### GOAL OF THE EXERCISE:
Could you output every record below exactly as it appears?

[Excerpts from a dataset]
* * * * *

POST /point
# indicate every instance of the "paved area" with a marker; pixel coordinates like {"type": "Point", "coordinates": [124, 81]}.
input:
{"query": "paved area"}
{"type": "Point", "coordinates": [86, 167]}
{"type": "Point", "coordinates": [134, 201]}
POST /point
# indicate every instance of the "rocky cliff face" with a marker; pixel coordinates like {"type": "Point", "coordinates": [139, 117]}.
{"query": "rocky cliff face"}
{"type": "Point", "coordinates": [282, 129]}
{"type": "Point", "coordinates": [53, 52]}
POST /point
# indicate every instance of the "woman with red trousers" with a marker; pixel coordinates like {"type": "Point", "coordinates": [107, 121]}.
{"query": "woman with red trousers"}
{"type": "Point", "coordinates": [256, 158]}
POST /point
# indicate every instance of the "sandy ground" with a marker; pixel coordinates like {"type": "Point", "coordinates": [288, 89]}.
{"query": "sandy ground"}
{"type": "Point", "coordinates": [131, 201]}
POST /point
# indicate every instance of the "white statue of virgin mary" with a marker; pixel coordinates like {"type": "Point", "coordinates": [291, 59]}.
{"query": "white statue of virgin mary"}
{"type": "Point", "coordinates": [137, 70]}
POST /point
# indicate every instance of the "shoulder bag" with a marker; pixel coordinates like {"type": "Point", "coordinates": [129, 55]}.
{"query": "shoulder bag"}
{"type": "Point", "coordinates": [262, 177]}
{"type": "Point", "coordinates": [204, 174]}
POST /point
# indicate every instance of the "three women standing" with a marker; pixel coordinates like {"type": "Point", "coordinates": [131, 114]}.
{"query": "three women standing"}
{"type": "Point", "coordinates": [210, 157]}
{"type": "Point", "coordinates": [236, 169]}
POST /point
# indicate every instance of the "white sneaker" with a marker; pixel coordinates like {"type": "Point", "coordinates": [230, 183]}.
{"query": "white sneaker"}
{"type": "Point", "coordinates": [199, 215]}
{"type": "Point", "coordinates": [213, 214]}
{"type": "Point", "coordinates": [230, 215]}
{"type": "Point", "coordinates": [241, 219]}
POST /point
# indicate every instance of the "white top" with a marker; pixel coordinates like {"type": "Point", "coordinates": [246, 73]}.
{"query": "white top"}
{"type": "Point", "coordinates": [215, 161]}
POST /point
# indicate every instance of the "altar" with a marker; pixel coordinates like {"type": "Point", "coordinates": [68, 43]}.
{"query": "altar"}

* * * * *

### TASK ANSWER:
POST /point
# indicate every instance of the "paved area" with a marker; pixel coordinates like {"type": "Point", "coordinates": [124, 81]}.
input:
{"query": "paved area"}
{"type": "Point", "coordinates": [86, 167]}
{"type": "Point", "coordinates": [134, 201]}
POST /point
# indicate every instance of the "rocky cliff face" with a marker; pixel coordinates like {"type": "Point", "coordinates": [139, 117]}.
{"query": "rocky cliff face"}
{"type": "Point", "coordinates": [282, 129]}
{"type": "Point", "coordinates": [53, 52]}
POST /point
# indicate every instance of the "woman with red trousers" with a marker; pixel coordinates like {"type": "Point", "coordinates": [107, 121]}.
{"query": "woman with red trousers"}
{"type": "Point", "coordinates": [256, 158]}
POST /point
# indicate every instance of the "sandy ground" with a marker; pixel coordinates like {"type": "Point", "coordinates": [288, 89]}.
{"query": "sandy ground"}
{"type": "Point", "coordinates": [131, 201]}
POST /point
# indicate every instance of the "white statue of virgin mary" with a marker; pixel coordinates like {"type": "Point", "coordinates": [291, 59]}.
{"query": "white statue of virgin mary"}
{"type": "Point", "coordinates": [137, 70]}
POST /point
# indicate every instance of the "shoulder bag" with a marker; pixel coordinates like {"type": "Point", "coordinates": [129, 55]}.
{"query": "shoulder bag"}
{"type": "Point", "coordinates": [262, 177]}
{"type": "Point", "coordinates": [204, 174]}
POST /point
# indicate every instance of the "three women standing" with a marker; pixel coordinates like {"type": "Point", "coordinates": [131, 114]}.
{"query": "three women standing"}
{"type": "Point", "coordinates": [210, 157]}
{"type": "Point", "coordinates": [236, 169]}
POST /point
# indicate every instance of the "white sneaker" with a marker; pixel coordinates like {"type": "Point", "coordinates": [230, 183]}.
{"query": "white sneaker"}
{"type": "Point", "coordinates": [199, 215]}
{"type": "Point", "coordinates": [213, 214]}
{"type": "Point", "coordinates": [230, 215]}
{"type": "Point", "coordinates": [241, 219]}
POST /point
# indicate every instance of the "white top" with a marker; pixel coordinates like {"type": "Point", "coordinates": [246, 73]}.
{"query": "white top"}
{"type": "Point", "coordinates": [215, 161]}
POST /point
# indicate every instance of the "altar" with a marker; pixel coordinates like {"type": "Point", "coordinates": [68, 43]}.
{"query": "altar"}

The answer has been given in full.